COSA SI CHIEDE
a) Riduci a un elenco puntato il paragrafo del testo sulla riforma del lavoro che comincia con «Il licenziamento si fa in tre», conservandone i fatti principali.
b) Prosegui il testo sulla riforma del lavoro del Governo Monti, partendo subito dopo l'ultima frase riportata.

TESTO SELEZIONATO

════

L’argomento più dibattuto in questi giorni è sicuramente il progetto di riforma del lavoro del Governo Monti. In merito ho trovato veramente interessante l’articolo di Falasca Giampiero, su guida lavoro, che analizza nel dettaglio cosa potrebbe cambiare se il disegno legge sarà approvato così com’è! Buona lettura…
<<Il licenziamento si fa in tre. Nel progetto di riforma presentato dal Governo alle parti sociali, le forme di tutela contro il licenziamento ingiustificato possono seguire ben tre diversi percorsi, che si differenziano in ragione dei motivi del licenziamento. E’ ancora presto per dire se le modifiche proposte dal Governo arriveranno al traguardo, anche perché le variabili in campo sono diverse; in attesa di vedere se e come il progetto di riforma andrà avanti in Parlamento, è utile approfondire il contenuto della proposta presentata alle parti sociali, per capire quali effetti avrebbe sulla normativa vigente, ed iniziare ad elencare quali potrebbero essere i profili applicativi più critici.

════

DATI FORNITI
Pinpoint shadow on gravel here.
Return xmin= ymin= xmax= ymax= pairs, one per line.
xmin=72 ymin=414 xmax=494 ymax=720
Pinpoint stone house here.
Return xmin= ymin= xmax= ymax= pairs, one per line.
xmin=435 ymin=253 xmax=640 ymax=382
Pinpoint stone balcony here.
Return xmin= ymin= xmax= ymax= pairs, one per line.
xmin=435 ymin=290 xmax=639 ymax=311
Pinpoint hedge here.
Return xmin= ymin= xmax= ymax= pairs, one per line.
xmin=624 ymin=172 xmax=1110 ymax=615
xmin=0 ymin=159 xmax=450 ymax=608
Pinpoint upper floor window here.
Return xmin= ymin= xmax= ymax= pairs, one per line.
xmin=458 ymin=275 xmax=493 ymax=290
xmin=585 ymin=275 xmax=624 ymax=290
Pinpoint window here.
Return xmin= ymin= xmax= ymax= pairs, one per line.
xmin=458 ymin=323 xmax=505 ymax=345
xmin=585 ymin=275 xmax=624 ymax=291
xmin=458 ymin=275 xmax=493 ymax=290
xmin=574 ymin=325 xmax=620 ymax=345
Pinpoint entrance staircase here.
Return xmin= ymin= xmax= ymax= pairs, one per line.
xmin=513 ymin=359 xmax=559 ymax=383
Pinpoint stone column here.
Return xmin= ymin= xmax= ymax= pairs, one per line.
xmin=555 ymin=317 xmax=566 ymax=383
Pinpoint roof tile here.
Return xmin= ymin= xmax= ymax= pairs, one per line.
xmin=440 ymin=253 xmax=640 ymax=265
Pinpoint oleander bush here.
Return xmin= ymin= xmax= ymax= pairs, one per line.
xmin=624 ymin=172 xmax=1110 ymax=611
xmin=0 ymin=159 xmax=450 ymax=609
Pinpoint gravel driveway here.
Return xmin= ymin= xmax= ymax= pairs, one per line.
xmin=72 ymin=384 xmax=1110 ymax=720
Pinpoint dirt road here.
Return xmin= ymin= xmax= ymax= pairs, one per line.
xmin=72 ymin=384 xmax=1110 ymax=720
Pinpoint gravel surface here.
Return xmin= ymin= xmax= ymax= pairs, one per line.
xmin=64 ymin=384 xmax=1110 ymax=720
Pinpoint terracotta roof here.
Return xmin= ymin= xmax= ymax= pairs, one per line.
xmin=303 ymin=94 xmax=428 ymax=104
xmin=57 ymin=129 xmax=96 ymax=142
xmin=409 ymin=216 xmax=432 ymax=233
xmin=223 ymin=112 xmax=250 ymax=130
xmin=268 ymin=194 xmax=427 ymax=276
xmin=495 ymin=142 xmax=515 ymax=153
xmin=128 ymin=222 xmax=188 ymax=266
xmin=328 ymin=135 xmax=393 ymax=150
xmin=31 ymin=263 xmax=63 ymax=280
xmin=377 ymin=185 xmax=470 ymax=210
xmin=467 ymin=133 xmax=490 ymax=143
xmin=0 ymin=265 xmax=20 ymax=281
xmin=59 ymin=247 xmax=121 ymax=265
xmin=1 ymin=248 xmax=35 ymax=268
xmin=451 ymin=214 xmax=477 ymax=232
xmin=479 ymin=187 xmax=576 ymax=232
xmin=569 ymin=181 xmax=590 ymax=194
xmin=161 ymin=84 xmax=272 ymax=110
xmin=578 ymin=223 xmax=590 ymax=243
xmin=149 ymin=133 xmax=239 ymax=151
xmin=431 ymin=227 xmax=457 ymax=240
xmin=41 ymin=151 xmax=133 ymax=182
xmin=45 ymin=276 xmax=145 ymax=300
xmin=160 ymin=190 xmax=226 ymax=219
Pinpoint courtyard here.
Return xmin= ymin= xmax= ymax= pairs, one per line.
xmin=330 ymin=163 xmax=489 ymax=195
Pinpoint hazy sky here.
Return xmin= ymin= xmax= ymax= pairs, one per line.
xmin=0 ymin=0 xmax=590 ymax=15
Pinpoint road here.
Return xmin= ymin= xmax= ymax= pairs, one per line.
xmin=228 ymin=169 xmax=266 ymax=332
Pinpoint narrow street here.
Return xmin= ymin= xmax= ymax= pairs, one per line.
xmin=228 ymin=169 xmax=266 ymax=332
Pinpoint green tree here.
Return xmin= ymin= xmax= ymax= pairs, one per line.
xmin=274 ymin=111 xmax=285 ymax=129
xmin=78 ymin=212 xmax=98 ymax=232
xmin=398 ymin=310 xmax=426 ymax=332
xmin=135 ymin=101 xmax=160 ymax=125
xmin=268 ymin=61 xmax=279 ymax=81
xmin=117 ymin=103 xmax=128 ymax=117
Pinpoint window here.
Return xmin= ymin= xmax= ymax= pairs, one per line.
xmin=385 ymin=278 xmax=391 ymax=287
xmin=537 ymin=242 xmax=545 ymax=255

════

RISPOSTE FINALI
a)
- Il progetto di riforma presentato dal Governo alle parti sociali prevede tre percorsi di tutela contro il licenziamento ingiustificato, distinti in base ai motivi del licenziamento.
- È presto per dire se le modifiche proposte arriveranno al traguardo, perché le variabili in campo sono diverse.
- In attesa di vedere se e come il progetto andrà avanti in Parlamento, conviene approfondire la proposta per capire quali effetti avrebbe sulla normativa vigente e per individuare i profili applicativi più critici.

b)
La giusta causa e il giustificato motivo di licenziamento
Il primo aspetto che occorre considerare nell’esame del progetto di riforma è che non sono modificate le nozioni tradizionali di giusta causa e giustificato motivo di licenziamento. Resta quindi immutata la disciplina contenuta nell’art. 2119 c.c. Secondo la norma, la giusta causa di licenziamento si configura in presenza di una mancanza del dipendente che, valutata nel suo contenuto oggettivo oltre che nella sua portata soggettiva, in relazione alle circostanze in cui è posta in essere nonché all’intensità dell’elemento intenzionale, risulta gravemente lesiva della fiducia che il datore di lavoro deve riporre nel proprio dipendente. Quando si verifica la giusta causa, il licenziamento è consentito senza preavviso (ovvero prima della scadenza, se il contratto è a tempo determinato). Non cambia neanche la nozione di giustificato motivo soggettivo, come definita nell’art. 3 della legge n. 604/1966, che lo identifica con il notevole inadempimento del lavoratore agli obblighi inerenti la propria attività lavorativa. Infine, non cambia l’art. 3 della legge n. 604/1966, il quale prevede, accanto al giustificato motivo soggettivo, un’ulteriore ipotesi di licenziamento, nota come giustificato motivo oggettivo; tale causale di licenziamento attiene alle “ragioni inerenti all’attività produttiva, all’organizzazione del lavoro ed al regolare funzionamento di essa” (art. 3).
I presupposti del licenziamento quindi, non cambiano; quello che cambia, in misura rilevante, è la disciplina degli effetti che si verificano nel caso in cui questi presupposti risultano inesistenti.
Vediamo le novità del progetto di riforma, ripercorrendo i regimi di tutela che sono previsti per le tre tipologie di licenziamento che sono previste dalla nuova norma: discriminatorio, disciplinare, economico.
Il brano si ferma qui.